**REQUIRED WORK**
Omit every picture, then return each line of the data below exactly.

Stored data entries
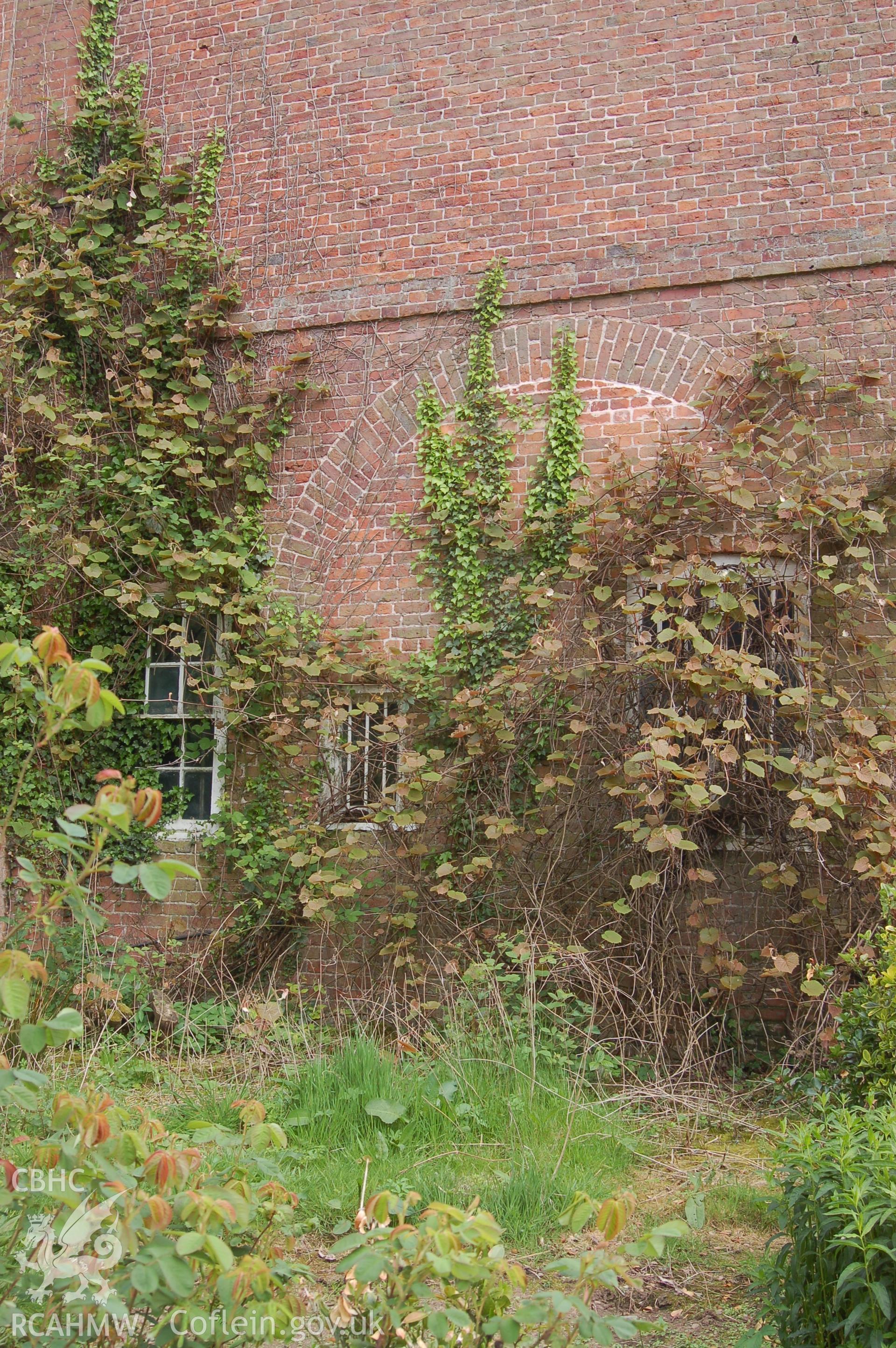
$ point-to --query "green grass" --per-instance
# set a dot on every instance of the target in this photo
(475, 1123)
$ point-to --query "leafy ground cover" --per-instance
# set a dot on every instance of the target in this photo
(473, 1119)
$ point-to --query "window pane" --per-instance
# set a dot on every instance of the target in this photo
(198, 744)
(197, 782)
(169, 779)
(163, 687)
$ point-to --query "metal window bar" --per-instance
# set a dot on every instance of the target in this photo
(374, 767)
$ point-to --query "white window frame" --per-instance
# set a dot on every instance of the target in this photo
(182, 829)
(339, 762)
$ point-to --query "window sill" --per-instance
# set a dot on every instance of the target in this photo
(182, 831)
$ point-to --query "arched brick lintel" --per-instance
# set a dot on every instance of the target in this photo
(614, 351)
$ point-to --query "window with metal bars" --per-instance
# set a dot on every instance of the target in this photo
(174, 676)
(364, 758)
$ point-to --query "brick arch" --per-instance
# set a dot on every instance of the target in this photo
(335, 535)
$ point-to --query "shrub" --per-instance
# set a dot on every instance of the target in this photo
(832, 1280)
(866, 1041)
(448, 1278)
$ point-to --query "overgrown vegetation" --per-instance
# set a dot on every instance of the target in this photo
(832, 1281)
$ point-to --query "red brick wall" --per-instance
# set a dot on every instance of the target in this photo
(696, 173)
(672, 178)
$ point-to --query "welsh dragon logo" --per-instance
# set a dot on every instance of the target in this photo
(58, 1258)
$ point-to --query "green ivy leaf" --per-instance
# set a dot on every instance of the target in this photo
(155, 881)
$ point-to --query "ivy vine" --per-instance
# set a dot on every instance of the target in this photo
(490, 580)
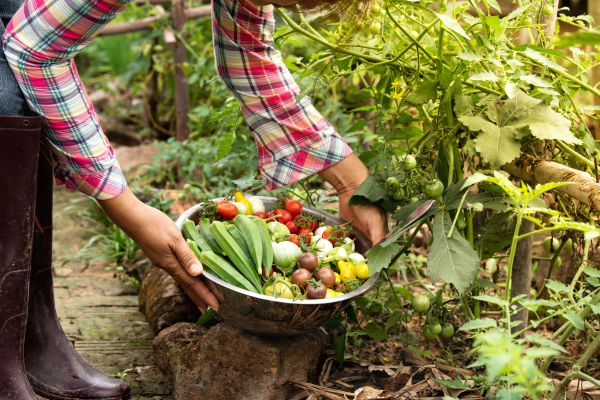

**RESPONSE TO THE EXERCISE**
$ point-to --query "green grass" --per-instance
# set a dot on every instance of the target in this photo
(475, 1123)
$ point-to --query "leafy ground cover" --per-instance
# set a dot on every instance of the target in this photo
(473, 1119)
$ point-to --query "window pane" --per-instance
# set a dot on every instance of the target in this photo
(198, 744)
(197, 782)
(169, 779)
(163, 687)
$ point-to --query "metal window bar" --per-instance
# set a dot on every instance of the target in this photo
(374, 767)
$ point-to --query "white window frame" --per-instance
# set a dot on every instance of the target in this photo
(182, 829)
(339, 762)
$ point-to --query "window sill" --per-instance
# set a dot on every instance of the target in this photo
(182, 831)
$ point-to --query "arched brick lintel" --per-instance
# set a dot on every instance of the target in this photo
(614, 351)
$ point-to --query "window with metal bars" --per-instance
# set a dot on every instance of the target in this photo
(174, 676)
(364, 758)
$ point-to --query "brick arch" --per-instance
# set a dot on every instance of the target in this photo
(335, 535)
$ point-to --query "shrub" --per-instance
# set a dot on every instance of the target in this photo
(832, 1280)
(866, 1041)
(448, 1278)
$ point-to --query "overgrown vegetation" --per-instance
# set a dot on every instance of the target in this photo
(832, 1281)
$ point-to --query "red brick wall" --per-instance
# set a dot on every instance of the target in this photo
(696, 173)
(672, 178)
$ point-to --query "welsh dragon logo" --per-instance
# set a dot on every instance of the target in this photo
(58, 1258)
$ point-to --query "green ivy leaf" --per-instance
# set a dot on every instance of the target in this photo
(155, 881)
$ point-to --query "ivy vine" --per-instance
# set a dot on every instance of the target in this photo
(490, 580)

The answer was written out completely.